*** Records for the exercise Section Begins ***

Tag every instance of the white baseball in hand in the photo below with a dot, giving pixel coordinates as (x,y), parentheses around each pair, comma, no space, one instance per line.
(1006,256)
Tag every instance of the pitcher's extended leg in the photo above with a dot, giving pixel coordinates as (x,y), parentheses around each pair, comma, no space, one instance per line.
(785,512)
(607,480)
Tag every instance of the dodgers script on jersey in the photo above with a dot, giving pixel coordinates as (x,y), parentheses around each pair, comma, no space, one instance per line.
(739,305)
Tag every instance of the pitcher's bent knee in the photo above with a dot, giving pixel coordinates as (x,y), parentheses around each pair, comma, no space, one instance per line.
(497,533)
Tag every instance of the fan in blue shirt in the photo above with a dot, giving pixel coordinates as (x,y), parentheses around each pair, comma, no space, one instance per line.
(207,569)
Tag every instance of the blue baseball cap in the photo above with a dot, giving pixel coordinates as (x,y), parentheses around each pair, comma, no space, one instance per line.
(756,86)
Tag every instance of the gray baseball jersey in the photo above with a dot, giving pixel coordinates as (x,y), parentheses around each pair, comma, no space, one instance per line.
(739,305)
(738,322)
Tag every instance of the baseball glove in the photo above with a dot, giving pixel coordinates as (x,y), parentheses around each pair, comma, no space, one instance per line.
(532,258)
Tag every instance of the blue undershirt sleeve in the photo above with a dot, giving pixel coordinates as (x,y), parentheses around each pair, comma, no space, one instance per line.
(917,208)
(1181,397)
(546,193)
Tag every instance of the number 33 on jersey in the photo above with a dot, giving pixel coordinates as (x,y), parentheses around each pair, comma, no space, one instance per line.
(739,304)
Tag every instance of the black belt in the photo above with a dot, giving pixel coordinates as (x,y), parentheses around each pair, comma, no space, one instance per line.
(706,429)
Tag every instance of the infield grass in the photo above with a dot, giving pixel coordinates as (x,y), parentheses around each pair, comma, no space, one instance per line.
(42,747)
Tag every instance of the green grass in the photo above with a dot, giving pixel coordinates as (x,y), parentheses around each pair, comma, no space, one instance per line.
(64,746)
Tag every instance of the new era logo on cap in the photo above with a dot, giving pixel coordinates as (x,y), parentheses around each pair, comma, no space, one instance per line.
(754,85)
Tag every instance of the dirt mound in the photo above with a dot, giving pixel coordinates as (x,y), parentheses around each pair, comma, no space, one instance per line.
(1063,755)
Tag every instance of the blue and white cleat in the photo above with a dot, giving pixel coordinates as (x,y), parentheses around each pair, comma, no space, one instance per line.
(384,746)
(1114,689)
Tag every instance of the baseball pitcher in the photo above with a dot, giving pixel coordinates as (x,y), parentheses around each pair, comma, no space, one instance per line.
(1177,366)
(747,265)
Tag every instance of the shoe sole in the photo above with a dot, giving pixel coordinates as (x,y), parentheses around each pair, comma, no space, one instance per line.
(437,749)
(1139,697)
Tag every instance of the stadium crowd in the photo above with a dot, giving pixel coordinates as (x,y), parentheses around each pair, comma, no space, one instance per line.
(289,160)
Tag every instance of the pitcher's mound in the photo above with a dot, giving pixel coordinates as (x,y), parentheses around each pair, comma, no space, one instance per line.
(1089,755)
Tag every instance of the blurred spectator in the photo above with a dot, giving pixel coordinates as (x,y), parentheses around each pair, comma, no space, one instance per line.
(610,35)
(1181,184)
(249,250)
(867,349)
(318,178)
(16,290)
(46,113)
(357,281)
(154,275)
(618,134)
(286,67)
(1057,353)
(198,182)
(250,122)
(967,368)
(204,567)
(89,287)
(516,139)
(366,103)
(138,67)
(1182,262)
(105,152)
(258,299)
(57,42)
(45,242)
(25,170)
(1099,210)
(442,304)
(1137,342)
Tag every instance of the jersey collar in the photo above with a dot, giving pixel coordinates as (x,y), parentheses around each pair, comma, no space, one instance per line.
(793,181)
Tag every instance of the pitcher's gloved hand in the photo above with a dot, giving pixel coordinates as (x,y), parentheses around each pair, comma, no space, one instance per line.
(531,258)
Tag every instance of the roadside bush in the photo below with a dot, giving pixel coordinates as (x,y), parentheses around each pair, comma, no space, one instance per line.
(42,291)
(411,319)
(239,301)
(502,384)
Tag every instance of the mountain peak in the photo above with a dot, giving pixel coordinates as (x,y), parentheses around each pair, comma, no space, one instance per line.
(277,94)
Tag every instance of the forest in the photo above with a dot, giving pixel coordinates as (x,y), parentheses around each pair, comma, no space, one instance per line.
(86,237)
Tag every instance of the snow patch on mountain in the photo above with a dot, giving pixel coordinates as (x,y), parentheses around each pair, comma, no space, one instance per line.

*** Records for the exercise Section Ends ***

Exercise requirements ▸ Beginning with the opening line and ending with the final one, transcribe the material exactly.

Problem solution ▸
Tag every instance of the white baseball in hand in the photo below with a dot, giving pixel coordinates as (x,y), parentheses around each pair, comma, no space, one instance per line.
(1006,256)
Tag every instance of the pitcher's extended leg in the photo above with a dot, giving pixel coordinates as (x,y), parentheses around each pair, comma, no space, one instance per line.
(785,512)
(607,480)
Tag every instance of the dodgers script on jersey in the photo above with a dot, giving pixel coordinates as (x,y), parentheses around each pair, comma, no space, one instance per line.
(739,305)
Tag every instance of the pitcher's bent knee in the photo above with a dot, giving pixel coordinates as (x,y), parentheses around each pair, comma, no space, one instance per line.
(497,533)
Tag every instance of the fan in blue shirt in the photo above with a dot, giving pixel coordinates as (x,y), parentheses around each pair, comma, no space, one instance per line.
(207,569)
Tag every instance of the blue baseball cap in the photo above with a dot, giving pixel coordinates as (x,y), parentheses around each pair, comma, no space, one instance per line.
(756,86)
Tag every instance of the gray baseball jersey in the photo above with a dot, giving pixel coordinates as (x,y), parentheses around each pair, comma, no space, one instance per line.
(739,305)
(738,322)
Tag every instance of the baseball glove in the photo above with a dot, giving pixel coordinates as (x,y), parentheses around each pair, comma, no space, one instance per line.
(532,258)
Tag every instance of the blue undershirt sleeve in the photo above with a dot, giving pixel coordinates as (x,y), parentheses around each pair, comma, no space, one instance per line.
(917,208)
(1181,397)
(546,193)
Tag every instance of the number 33 on jersey in the photo above with a dot, giving pixel coordinates as (x,y), parentheses around each pair, comma, no space, one instance per line.
(739,304)
Tag every instance of the black belt in the photo above with a dot, giving pixel coordinates as (x,y), parentheses around each pair, comma, no space, one instance per line.
(706,429)
Tag every instance of the infield grass in the photo above with a dot, giving pixel coordinates as (x,y), parentheses around each pair, comma, no space, one instance per line.
(42,747)
Tag every instance of the green grass in the photo above with a dot, giving pixel coordinates as (x,y), parentheses around each pair, comma, no space, one instance per line.
(64,746)
Tag every instance of the new era logo on cap in the photo above with a dot, giving pixel coordinates as (x,y), parentheses around each pair, comma, no space, one instance per line.
(754,85)
Tag every instance of the dirt mound in the photo above with a dot, giving pixel coordinates as (x,y), parentheses around each pair, comma, no space, one instance per line.
(1063,755)
Tag every instance of the blue and white cleat in the photo above with a dot, giving pixel coordinates as (x,y), parentheses around each pair, comma, no space, one instance per line.
(384,746)
(1114,689)
Tag every instance of the baseball pitcher in the photo above with a dot, giving pixel coordinates as (x,y), parentheses around each pair, comma, no space, one instance per line.
(1177,366)
(747,265)
Tag every instance of the shoe sole in the photo above with a dot, giving pixel coordinates as (x,y), parentheses around each pair, comma, no space, one instance per line.
(437,749)
(1139,697)
Tag every instance of the stadium crowd in the photo above with a dot, giving pixel coordinates as (x,y), parentheses around each pair, comma, no space, one instance per line.
(289,160)
Tag every instance of the pitcher's mound in the photo above with a dot, giving pixel coordinates as (x,y), parentheses around each pair, comma, no space, one instance per line.
(1089,755)
Tag every instance of the blurred spectator in the photo above with a dot, giving pixel coordinates as (x,y), parentheses around each pair, comma, no space, one instance per line.
(610,35)
(1181,184)
(249,250)
(867,349)
(318,178)
(16,290)
(46,113)
(357,281)
(154,275)
(618,134)
(286,67)
(1057,353)
(198,182)
(250,122)
(967,368)
(204,567)
(89,287)
(516,139)
(366,103)
(138,67)
(1182,262)
(105,152)
(258,299)
(57,42)
(45,242)
(25,170)
(1099,210)
(442,304)
(1137,342)
Tag every instance of the jersey collar in the photo above with a dot, giving pixel coordinates as (x,y), parentheses around each pair, comma, no space, one instance per line.
(793,181)
Tag every instance of the pitcher's gloved hand in the photo above with a dot, giving pixel coordinates as (x,y), parentheses around each pair, comma, no space, one instance per line.
(531,258)
Tag every instance of the roadside bush in the photo below with a dot, giving pixel coordinates as (x,y), parentheses around each pair, comma, no space, one instance per line.
(42,291)
(411,319)
(239,301)
(502,384)
Tag every instance of the mountain peak in the photo above with a dot, giving pixel coordinates as (x,y), parentheses around each pair, comma, no space, one instance per line.
(277,94)
Tag every instance of the forest in the photo above with a dot, giving pixel coordinates as (x,y), parentheses around each pair, comma, no space, one instance per line.
(86,237)
Tag every instance of the snow patch on mountain in the photo above with a dot, giving pixel coordinates as (x,y), parentheses around each pair, comma, no space, one instance per line.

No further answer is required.